EDITORIAL DO ESTADÃO DE DOMINGO - 10/07 - PROPOSTA INFELIZ
A proposta do
ministro da Saúde, Ricardo Barros, para a criação de planos de saúde mais
baratos, feita durante audiência pública no Senado na última quarta-feira,
reforça a dúvida – levantada desde o anúncio de sua escolha – sobre a sua real
capacidade para bem gerir um dos setores mais importantes da administração
federal. Embora Barros tenha se limitado a adiantar tão somente as linhas
gerais da proposta, especialistas na questão reagiram prontamente e em termos
duros.
Aqueles planos,
com cobertura obrigatória menor – e por isso mesmo mais em conta –, atrairiam
um grande número de pessoas, o que diminuiria a procura pelos serviços do
Sistema Único de Saúde (SUS). Por um lado, isso aliviaria as dificuldades
financeiras do SUS e, por outro, como diz Barros, “renderia mais conforto para
a população que quer um plano de saúde e não pode arcar com os custos”. O plano
capaz de operar essa mágica ainda vai ser elaborado por técnicos do Ministério
da Saúde. Sua implementação, porém, dependerá do que pensa a respeito a Agência
Nacional de Saúde Suplementar (ANS), à qual cabe a regulamentação dos planos de
saúde.
Segundo o
ministro, não existe ainda uma estimativa do número de pessoas que poderiam
aderir aos planos atraídas pelo seu menor custo. Ele não soube explicar também
se a proposta abrange os planos empresariais e individuais ou apenas um desses
segmentos. Em resumo, Barros e seus assessores têm uma ideia muito vaga do que
desejam, o que é incompatível com a importância do que está em jogo. É preciso
bem mais que isso – como os estudos preliminares que existem exatamente para
esse fim – para que tal proposta possa ser considerada seriamente.

• [OBJETIVOS]
A – Relacione todos os órgãos e instituições públicas mencionados no corpo do editorial sobre planos de saúde mais baratos, sem considerar o título.
B – Redija a continuação do editorial sobre planos de saúde mais baratos a partir do ponto em que ele termina.
A listagem não guarda relação com o editorial sobre planos de saúde mais baratos.

• [DADOS ARMAZENADOS]

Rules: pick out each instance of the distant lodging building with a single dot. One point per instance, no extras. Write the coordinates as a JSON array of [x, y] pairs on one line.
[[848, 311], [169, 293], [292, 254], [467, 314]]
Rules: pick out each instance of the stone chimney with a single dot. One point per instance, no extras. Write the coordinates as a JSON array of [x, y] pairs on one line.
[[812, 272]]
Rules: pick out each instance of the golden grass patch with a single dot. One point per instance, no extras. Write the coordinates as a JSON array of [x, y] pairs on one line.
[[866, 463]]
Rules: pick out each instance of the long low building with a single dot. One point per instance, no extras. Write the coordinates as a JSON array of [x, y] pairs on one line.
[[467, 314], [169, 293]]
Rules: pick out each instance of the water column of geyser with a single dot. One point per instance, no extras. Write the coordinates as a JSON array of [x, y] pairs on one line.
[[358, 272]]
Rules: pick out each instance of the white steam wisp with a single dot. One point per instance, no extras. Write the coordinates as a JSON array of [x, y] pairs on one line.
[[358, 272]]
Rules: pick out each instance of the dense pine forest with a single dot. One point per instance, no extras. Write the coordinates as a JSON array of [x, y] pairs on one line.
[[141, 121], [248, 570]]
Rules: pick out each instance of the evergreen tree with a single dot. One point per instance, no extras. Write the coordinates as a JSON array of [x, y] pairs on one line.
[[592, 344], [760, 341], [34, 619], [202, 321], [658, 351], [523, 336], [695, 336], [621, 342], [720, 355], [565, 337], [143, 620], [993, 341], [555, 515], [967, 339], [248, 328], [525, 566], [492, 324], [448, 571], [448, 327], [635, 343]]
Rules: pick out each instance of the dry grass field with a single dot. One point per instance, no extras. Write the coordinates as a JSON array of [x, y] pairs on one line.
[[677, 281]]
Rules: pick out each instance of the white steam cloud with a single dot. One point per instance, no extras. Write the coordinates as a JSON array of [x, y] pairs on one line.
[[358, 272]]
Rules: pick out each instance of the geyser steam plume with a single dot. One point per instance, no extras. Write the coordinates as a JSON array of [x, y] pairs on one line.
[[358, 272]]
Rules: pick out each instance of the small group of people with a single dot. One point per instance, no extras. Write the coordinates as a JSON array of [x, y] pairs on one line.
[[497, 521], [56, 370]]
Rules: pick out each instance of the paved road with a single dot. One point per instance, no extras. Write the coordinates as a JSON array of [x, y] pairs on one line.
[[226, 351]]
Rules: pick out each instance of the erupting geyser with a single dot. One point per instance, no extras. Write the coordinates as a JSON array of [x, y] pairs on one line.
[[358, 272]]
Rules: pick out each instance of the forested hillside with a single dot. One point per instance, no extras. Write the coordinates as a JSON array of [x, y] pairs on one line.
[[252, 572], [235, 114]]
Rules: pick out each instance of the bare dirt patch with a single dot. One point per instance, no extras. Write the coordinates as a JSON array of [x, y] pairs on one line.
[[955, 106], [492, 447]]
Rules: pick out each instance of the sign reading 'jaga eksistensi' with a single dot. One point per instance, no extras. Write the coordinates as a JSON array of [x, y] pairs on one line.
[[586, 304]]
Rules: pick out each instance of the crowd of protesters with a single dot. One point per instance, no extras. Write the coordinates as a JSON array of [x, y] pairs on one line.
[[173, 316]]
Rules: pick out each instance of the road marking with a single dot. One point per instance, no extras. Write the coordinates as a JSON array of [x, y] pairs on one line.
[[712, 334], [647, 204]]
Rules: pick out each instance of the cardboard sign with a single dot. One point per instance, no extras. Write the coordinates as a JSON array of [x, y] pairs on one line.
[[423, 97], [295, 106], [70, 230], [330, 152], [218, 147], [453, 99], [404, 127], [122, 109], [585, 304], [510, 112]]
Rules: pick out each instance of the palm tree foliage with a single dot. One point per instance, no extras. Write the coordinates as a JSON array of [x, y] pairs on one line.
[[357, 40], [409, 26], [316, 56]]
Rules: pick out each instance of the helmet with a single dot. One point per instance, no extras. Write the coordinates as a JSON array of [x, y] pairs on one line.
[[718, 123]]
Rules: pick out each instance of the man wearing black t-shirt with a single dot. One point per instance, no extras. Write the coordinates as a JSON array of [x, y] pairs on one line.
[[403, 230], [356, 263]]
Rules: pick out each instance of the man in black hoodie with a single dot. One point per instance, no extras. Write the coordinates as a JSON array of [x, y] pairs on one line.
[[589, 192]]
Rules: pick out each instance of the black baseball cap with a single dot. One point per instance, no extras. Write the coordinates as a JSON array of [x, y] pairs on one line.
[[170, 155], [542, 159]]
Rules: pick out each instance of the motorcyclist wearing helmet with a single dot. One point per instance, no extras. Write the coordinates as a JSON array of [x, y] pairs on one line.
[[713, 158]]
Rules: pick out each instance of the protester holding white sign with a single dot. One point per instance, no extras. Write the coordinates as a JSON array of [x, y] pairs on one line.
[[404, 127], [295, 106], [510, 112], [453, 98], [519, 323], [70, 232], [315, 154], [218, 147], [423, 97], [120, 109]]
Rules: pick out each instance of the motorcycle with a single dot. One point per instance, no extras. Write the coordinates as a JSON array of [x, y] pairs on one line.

• [RESULTADOS EM ORDEM]
A –
Senado
Sistema Único de Saúde (SUS)
Ministério da Saúde
Agência Nacional de Saúde Suplementar (ANS)

B –
Nada disso
impediu o ministro de pontificar sobre um assunto que, está se vendo, domina
mal. Depois de argumentar que os planos mais baratos ajudariam a reduzir a
pressão sobre o sistema público de saúde, Barros afirmou: “Eu trabalho com a
realidade que temos no Brasil. O orçamento é finito. Não há recursos
ilimitados”. Ninguém, é claro, nega essas obviedades. Como também a outra que
enunciou: não é o momento de lutar por mais recursos públicos para a saúde,
tendo em vista a crise, mas tentar tirar o máximo do que se tem.
Há muito mesmo a
se fazer para aplicar melhor os recursos do SUS, como é público e notório, e há
muito tempo. Mas isso, a rigor, nada tem a ver com a proposta do ministro, que,
em vez de resolver os atuais, pode criar outros e sérios problemas na área da
saúde, como se depreende das críticas feitas a ela por especialistas.
A advogada
Renata Vilhena, especializada em saúde suplementar, por exemplo, afirma que,
com atendimento limitado por planos baratos, os que a eles aderirem vão ter,
evidentemente, de continuar recorrendo ao SUS, sendo por isso uma ilusão
imaginar que tais planos ajudarão a desafogar a rede pública.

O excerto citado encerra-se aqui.